Problem requirements ▸ Print the records below from the first line through the line containing "box: [677, 13, 1344, 630]", both included, word for word.

Study material ▸
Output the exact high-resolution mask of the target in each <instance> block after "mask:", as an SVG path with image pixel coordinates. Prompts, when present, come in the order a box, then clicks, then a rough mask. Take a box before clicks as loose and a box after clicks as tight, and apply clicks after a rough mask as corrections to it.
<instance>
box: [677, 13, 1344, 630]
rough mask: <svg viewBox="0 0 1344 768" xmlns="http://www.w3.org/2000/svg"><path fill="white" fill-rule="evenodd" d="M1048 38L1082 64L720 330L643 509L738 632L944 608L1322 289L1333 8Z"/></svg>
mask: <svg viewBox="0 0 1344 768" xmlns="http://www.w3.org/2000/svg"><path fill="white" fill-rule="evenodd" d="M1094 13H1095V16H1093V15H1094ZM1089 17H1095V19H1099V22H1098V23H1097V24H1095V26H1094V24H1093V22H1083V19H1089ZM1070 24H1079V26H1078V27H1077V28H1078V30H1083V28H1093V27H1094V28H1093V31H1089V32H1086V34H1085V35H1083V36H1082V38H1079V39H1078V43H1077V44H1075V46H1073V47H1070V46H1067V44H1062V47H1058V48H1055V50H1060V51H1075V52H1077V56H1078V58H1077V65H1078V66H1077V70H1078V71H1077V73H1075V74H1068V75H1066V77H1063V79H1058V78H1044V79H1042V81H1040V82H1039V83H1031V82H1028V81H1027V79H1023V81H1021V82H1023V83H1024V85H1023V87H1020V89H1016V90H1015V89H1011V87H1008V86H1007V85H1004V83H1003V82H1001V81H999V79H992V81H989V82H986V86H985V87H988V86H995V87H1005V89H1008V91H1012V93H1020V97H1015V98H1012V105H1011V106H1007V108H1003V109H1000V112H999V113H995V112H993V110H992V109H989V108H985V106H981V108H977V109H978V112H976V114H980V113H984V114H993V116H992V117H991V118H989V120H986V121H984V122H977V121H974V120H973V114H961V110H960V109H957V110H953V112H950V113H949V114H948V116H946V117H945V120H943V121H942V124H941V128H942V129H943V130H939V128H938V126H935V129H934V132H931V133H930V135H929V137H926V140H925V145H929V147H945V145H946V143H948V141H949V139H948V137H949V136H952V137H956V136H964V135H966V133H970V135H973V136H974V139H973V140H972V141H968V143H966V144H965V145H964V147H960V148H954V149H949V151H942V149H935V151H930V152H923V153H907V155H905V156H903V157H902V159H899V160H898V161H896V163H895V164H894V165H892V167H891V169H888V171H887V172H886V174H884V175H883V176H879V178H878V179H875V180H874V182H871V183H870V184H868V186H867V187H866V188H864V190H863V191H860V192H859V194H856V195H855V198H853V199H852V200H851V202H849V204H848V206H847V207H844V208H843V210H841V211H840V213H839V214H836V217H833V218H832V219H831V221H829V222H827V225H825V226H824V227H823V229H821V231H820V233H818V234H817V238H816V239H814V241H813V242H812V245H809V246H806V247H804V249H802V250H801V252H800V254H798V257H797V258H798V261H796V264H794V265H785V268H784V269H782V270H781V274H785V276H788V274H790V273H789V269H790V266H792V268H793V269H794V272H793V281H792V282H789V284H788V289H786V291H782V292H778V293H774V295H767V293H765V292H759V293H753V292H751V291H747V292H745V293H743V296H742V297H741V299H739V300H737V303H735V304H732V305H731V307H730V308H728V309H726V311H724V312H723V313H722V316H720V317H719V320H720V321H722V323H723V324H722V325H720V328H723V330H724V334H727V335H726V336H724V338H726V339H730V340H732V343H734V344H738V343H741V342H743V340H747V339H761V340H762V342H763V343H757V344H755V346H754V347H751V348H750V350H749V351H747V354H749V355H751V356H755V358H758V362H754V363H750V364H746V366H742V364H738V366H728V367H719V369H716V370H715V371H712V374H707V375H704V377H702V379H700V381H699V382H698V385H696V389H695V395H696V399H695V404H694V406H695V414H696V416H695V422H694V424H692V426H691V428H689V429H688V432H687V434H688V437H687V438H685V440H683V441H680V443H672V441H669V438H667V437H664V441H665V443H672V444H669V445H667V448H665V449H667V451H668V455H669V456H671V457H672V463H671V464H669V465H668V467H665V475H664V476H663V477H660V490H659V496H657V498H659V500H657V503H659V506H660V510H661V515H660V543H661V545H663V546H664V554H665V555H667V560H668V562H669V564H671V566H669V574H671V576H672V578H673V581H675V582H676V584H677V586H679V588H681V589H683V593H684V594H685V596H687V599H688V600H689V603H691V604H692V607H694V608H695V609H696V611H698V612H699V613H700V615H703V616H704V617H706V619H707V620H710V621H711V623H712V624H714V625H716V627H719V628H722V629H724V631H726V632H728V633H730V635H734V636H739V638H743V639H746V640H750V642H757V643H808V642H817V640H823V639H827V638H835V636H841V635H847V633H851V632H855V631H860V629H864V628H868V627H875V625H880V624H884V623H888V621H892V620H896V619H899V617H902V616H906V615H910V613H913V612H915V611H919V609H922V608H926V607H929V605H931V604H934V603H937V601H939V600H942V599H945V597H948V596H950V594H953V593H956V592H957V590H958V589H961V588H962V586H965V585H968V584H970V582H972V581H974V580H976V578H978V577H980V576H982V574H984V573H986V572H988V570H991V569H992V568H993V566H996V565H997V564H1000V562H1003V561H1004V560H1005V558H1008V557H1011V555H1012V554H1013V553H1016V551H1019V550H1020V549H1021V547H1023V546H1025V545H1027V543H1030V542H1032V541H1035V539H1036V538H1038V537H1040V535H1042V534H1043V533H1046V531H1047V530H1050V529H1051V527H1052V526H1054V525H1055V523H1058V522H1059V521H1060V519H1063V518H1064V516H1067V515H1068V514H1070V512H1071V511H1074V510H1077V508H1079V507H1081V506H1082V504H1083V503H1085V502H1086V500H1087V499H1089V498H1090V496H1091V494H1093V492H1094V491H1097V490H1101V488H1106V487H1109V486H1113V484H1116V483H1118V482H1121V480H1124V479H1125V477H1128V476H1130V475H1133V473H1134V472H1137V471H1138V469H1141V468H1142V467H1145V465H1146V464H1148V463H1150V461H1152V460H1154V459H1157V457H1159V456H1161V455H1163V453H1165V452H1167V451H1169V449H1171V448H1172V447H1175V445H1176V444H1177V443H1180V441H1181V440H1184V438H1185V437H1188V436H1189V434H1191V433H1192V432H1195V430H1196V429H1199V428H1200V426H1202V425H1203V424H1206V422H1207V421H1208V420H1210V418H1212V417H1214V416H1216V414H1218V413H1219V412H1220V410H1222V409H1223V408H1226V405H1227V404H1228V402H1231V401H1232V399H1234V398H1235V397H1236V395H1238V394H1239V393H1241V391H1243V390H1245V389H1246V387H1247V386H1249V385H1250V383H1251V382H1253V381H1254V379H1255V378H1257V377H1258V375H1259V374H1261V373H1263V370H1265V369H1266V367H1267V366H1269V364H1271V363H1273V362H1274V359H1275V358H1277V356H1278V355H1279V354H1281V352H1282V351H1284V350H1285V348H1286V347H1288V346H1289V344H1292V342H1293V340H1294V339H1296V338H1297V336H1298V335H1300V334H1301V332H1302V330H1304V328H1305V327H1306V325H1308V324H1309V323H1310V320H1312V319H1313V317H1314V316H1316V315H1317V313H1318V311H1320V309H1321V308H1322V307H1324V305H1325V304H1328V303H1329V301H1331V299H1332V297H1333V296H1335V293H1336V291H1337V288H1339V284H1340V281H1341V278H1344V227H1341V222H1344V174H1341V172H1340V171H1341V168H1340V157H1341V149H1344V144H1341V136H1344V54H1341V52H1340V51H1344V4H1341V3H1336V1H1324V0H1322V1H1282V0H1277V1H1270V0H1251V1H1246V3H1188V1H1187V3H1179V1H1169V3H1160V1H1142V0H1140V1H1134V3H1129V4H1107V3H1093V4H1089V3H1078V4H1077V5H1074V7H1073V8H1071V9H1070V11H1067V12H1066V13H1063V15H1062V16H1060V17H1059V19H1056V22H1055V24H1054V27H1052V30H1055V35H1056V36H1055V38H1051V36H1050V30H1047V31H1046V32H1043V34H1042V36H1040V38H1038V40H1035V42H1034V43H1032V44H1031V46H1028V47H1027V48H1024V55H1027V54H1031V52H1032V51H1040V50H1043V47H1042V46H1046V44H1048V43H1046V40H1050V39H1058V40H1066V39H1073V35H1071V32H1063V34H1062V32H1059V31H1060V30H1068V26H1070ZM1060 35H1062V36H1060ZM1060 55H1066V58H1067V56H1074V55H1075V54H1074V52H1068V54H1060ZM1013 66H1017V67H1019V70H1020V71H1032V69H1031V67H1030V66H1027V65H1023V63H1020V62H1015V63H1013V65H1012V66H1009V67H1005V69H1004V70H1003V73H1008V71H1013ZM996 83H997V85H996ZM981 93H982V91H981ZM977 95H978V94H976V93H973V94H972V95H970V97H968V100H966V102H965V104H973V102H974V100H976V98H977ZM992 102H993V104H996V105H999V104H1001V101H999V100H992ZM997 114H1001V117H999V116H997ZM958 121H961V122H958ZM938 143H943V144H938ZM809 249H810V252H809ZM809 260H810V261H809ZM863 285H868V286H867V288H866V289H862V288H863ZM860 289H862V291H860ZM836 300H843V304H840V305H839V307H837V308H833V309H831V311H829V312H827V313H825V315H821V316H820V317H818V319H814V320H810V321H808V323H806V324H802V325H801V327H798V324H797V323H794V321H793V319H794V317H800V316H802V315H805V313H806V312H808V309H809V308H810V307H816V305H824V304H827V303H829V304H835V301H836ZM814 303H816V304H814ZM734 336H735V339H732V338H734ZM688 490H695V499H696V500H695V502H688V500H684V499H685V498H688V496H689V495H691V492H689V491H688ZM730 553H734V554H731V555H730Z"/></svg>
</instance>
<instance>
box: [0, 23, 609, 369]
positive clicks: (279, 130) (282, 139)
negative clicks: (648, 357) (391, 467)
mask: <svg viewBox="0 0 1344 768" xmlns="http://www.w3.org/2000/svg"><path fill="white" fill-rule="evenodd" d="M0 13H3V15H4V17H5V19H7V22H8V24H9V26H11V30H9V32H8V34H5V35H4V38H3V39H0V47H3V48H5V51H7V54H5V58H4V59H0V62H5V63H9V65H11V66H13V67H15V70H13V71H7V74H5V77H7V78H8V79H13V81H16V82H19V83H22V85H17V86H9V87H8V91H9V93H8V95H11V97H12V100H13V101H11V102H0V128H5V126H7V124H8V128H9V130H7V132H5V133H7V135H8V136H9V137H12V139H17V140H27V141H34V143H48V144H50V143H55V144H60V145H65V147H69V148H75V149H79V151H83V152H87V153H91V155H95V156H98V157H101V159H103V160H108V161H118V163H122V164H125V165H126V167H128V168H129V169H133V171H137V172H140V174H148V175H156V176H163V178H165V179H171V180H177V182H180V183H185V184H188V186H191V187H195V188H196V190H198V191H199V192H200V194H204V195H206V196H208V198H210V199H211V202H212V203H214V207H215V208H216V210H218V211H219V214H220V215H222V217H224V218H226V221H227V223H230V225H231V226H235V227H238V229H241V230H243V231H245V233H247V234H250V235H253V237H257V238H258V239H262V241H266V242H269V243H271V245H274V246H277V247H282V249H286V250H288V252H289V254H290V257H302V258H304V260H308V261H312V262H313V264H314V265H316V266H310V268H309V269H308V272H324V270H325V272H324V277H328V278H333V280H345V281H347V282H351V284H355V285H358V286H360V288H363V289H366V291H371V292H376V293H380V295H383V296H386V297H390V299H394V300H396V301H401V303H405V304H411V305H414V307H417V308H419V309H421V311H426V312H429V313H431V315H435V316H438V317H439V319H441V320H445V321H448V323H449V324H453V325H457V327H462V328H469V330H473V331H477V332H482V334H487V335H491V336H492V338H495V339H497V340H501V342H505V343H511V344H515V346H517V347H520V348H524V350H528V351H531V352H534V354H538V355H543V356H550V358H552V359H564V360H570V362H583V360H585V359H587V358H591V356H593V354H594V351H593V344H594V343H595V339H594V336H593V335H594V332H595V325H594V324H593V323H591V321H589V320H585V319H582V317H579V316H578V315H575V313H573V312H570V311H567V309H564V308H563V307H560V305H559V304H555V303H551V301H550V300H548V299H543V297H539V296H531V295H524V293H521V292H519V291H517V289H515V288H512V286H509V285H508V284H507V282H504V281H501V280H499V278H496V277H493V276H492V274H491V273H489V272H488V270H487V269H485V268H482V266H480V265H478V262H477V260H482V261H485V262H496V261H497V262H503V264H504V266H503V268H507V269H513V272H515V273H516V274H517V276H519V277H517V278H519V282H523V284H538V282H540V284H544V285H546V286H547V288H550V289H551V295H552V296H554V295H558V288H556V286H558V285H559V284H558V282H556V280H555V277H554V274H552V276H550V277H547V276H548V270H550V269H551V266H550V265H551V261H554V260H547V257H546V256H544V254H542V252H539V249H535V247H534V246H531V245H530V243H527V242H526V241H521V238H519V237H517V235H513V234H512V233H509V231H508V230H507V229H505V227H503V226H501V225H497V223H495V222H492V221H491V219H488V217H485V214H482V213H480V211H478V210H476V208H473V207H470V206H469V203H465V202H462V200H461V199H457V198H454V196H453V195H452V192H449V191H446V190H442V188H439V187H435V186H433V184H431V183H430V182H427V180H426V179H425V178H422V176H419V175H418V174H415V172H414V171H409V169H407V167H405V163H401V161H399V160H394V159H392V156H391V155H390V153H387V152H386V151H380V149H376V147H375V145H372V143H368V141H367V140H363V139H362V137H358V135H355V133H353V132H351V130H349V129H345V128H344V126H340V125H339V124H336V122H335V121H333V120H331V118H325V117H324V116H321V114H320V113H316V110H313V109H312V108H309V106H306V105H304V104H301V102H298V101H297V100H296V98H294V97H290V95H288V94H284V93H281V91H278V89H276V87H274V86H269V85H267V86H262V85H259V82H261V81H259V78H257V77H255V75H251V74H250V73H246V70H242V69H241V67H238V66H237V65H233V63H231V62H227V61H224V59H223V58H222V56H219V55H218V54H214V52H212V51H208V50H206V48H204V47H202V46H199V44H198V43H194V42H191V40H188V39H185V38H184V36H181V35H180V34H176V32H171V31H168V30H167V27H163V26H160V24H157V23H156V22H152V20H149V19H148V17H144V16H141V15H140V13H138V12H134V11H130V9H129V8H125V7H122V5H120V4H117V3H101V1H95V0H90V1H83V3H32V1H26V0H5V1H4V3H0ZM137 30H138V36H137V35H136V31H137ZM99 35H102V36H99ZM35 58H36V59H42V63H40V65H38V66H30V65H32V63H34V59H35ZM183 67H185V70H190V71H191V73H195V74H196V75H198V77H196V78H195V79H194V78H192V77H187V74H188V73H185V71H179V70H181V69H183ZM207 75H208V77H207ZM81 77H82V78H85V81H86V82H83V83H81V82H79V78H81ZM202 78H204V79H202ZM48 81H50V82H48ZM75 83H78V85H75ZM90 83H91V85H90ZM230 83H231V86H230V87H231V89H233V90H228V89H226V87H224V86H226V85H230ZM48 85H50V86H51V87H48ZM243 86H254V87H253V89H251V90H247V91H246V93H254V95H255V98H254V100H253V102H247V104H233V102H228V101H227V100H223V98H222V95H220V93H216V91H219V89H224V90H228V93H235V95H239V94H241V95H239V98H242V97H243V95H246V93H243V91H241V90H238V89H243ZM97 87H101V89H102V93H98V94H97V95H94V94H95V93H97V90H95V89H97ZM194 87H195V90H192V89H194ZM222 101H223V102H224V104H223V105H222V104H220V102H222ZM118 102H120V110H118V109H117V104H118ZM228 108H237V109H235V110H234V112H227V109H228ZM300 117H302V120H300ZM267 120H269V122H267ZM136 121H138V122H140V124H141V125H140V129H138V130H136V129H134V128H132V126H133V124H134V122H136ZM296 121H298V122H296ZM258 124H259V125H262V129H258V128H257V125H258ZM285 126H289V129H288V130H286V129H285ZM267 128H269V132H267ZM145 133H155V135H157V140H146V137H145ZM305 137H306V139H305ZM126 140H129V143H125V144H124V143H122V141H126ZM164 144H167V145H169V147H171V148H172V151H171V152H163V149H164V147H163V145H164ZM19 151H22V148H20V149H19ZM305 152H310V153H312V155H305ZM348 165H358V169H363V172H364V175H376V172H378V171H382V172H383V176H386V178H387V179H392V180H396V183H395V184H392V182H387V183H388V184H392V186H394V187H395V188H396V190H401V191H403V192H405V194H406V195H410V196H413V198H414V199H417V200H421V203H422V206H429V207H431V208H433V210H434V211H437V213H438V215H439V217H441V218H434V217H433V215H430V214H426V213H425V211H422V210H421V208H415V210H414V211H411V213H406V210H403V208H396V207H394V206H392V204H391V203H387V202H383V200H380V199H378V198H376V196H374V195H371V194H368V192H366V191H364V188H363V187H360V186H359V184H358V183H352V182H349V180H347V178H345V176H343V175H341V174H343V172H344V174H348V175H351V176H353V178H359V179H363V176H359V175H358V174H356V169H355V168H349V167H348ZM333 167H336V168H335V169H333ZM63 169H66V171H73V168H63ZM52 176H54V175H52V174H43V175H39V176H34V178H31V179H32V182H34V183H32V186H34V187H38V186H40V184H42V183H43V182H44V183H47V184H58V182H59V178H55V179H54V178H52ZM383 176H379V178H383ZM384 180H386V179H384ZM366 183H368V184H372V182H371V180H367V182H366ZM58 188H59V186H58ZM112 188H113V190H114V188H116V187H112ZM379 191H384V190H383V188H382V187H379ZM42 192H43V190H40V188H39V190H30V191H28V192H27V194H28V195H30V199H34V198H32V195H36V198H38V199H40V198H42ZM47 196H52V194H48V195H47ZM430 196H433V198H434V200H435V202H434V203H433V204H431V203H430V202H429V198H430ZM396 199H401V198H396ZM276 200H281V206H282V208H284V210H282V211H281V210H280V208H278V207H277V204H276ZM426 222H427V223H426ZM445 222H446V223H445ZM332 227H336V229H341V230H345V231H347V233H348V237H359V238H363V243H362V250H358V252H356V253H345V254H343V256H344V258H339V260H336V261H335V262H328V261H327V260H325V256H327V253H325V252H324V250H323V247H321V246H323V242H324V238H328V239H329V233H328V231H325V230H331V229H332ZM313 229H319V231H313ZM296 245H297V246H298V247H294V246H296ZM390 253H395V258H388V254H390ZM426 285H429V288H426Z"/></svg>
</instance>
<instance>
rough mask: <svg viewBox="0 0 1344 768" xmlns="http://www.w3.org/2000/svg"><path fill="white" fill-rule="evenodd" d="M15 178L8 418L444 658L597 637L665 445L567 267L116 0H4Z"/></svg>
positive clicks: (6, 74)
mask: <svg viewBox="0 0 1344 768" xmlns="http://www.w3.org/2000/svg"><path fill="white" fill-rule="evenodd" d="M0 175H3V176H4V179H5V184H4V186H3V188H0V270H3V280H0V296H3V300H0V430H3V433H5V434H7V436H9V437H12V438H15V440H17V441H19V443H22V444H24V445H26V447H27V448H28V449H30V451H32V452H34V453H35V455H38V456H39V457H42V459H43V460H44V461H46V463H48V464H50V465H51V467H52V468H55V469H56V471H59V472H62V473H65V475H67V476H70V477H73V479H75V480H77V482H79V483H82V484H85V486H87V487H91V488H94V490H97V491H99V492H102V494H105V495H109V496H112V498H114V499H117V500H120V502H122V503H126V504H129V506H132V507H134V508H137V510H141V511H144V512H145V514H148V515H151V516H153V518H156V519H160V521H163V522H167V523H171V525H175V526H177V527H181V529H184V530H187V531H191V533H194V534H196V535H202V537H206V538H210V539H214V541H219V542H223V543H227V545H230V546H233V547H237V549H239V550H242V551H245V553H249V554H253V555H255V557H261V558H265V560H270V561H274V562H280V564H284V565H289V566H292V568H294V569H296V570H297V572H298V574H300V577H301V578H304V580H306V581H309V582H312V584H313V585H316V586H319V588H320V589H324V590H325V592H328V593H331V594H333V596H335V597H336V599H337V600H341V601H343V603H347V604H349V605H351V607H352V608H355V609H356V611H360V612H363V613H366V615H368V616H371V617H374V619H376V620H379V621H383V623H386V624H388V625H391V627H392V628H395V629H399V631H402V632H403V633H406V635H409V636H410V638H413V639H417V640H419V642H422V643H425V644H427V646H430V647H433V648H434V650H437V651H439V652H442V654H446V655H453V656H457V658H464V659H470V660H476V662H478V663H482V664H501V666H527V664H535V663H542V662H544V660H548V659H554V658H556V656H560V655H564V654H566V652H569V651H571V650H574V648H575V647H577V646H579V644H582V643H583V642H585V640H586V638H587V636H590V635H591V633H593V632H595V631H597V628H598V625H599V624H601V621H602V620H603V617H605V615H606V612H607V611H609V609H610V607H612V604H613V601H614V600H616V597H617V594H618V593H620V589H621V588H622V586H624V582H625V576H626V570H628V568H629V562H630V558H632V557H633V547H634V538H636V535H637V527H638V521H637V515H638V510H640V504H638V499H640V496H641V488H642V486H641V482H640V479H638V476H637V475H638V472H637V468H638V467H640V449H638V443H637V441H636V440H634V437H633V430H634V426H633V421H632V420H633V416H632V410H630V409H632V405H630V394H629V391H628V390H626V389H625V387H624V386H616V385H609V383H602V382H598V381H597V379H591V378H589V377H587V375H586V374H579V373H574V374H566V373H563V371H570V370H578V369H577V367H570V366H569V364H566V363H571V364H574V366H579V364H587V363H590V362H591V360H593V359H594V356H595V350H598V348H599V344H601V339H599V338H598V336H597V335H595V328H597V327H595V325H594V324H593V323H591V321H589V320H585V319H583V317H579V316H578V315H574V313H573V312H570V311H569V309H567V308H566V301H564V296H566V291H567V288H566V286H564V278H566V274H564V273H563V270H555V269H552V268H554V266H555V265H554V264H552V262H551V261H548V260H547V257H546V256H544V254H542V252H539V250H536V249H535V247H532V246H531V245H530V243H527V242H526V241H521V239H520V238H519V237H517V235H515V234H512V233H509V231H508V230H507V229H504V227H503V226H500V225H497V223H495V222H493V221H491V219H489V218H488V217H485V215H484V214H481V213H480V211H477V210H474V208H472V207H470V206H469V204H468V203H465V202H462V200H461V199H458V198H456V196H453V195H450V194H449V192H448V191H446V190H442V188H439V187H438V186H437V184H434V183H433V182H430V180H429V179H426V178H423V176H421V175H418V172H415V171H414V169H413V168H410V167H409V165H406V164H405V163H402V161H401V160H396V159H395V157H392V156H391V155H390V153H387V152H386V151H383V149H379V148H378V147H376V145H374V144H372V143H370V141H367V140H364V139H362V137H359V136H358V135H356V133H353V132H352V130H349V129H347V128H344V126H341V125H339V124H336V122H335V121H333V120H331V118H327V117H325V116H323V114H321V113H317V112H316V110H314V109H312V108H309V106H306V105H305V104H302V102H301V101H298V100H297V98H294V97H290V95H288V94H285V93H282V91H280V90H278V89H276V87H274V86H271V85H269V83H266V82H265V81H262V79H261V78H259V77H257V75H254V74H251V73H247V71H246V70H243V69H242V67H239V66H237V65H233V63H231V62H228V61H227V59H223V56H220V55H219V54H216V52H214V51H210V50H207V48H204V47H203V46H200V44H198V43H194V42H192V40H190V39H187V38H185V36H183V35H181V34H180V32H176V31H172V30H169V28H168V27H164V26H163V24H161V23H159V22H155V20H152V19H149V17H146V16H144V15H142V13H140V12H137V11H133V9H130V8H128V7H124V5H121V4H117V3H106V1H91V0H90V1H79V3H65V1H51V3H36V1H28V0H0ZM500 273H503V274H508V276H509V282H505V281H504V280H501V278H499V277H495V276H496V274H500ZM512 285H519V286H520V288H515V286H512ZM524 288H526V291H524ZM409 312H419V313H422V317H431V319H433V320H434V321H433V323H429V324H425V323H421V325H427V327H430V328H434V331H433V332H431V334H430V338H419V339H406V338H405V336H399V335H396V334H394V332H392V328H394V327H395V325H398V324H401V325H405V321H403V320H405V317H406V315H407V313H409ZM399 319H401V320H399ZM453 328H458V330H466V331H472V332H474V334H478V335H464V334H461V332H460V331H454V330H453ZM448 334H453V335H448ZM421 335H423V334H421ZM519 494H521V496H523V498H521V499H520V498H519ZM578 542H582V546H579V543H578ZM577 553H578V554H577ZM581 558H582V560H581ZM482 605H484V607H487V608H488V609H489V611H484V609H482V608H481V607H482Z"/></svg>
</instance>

Reply ▸
Output the exact high-resolution mask of the target in each <instance> block after "mask:", as an SVG path with image pixel coordinates. Prompts, when present, come in the order a box, then clicks, then a rough mask. Take a box before clicks as loose and a box after clicks as tight, and apply clicks after a rough mask as corrections to it.
<instance>
box: [677, 13, 1344, 630]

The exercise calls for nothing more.